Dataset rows
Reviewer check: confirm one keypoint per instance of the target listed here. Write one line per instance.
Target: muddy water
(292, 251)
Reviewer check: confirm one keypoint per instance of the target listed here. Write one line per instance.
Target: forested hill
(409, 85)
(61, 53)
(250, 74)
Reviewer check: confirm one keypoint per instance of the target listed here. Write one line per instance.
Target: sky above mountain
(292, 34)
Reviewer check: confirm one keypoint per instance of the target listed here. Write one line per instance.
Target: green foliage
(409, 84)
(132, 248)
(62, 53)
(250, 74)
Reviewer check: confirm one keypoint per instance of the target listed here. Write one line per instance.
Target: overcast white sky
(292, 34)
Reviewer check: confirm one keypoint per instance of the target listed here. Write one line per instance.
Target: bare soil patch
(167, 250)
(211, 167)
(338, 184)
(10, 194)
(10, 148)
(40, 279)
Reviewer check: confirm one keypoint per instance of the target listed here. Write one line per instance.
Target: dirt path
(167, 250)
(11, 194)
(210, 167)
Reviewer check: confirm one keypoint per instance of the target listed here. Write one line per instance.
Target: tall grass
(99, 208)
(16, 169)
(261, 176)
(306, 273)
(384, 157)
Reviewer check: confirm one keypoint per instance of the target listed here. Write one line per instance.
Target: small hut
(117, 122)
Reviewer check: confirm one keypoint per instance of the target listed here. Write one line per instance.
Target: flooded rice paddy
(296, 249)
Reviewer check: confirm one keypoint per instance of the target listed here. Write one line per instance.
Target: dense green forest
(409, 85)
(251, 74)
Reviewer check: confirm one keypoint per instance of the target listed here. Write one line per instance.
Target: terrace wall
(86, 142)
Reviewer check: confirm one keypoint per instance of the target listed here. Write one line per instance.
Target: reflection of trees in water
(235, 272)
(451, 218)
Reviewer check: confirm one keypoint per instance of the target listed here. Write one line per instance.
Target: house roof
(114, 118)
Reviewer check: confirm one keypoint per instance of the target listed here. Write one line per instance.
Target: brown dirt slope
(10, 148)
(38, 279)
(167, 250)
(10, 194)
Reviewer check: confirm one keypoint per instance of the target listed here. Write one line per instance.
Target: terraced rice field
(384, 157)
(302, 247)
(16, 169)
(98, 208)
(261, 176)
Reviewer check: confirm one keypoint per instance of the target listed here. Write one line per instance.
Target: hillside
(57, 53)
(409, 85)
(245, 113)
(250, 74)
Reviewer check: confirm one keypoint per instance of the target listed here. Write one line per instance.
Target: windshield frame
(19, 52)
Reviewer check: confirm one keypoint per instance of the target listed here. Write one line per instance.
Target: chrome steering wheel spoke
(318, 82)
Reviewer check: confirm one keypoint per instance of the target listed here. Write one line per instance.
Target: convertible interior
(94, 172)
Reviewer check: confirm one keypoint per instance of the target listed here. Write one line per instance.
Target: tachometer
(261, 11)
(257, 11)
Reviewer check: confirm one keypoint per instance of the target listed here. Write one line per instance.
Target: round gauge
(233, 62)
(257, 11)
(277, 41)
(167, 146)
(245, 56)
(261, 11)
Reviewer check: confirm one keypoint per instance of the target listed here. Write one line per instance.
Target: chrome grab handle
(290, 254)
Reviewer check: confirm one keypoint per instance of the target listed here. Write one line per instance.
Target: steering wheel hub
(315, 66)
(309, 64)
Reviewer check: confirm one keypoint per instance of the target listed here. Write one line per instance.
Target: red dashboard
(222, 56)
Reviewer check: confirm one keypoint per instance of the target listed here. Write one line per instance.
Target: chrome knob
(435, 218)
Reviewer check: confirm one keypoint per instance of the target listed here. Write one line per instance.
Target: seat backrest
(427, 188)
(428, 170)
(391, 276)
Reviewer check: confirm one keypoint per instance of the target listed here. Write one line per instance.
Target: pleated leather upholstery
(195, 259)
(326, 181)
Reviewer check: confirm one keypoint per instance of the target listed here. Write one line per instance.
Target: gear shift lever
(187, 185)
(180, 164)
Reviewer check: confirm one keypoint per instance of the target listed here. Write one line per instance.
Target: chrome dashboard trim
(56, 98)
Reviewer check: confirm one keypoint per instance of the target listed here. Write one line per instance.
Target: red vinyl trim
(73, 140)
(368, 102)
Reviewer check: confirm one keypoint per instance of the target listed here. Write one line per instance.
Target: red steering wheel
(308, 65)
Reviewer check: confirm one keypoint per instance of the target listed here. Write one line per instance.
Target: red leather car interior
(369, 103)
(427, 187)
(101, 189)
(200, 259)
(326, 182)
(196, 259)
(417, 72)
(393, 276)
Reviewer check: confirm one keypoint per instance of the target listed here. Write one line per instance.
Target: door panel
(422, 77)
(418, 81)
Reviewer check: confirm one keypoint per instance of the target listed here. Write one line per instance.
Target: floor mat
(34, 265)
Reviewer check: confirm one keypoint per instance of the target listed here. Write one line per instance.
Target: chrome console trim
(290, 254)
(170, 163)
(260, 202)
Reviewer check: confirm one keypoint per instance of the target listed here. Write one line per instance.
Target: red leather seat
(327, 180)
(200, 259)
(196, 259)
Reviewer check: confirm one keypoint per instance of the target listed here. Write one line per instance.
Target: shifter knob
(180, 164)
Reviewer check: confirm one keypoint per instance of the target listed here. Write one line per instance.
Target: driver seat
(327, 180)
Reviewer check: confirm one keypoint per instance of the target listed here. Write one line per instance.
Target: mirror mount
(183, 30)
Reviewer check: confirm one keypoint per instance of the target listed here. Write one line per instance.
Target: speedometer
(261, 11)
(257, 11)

Aim: Locate every line in the data above that contains the word "knob" and copy each one. Case counts.

Response for this exercise:
Target: chrome knob
Target: shifter knob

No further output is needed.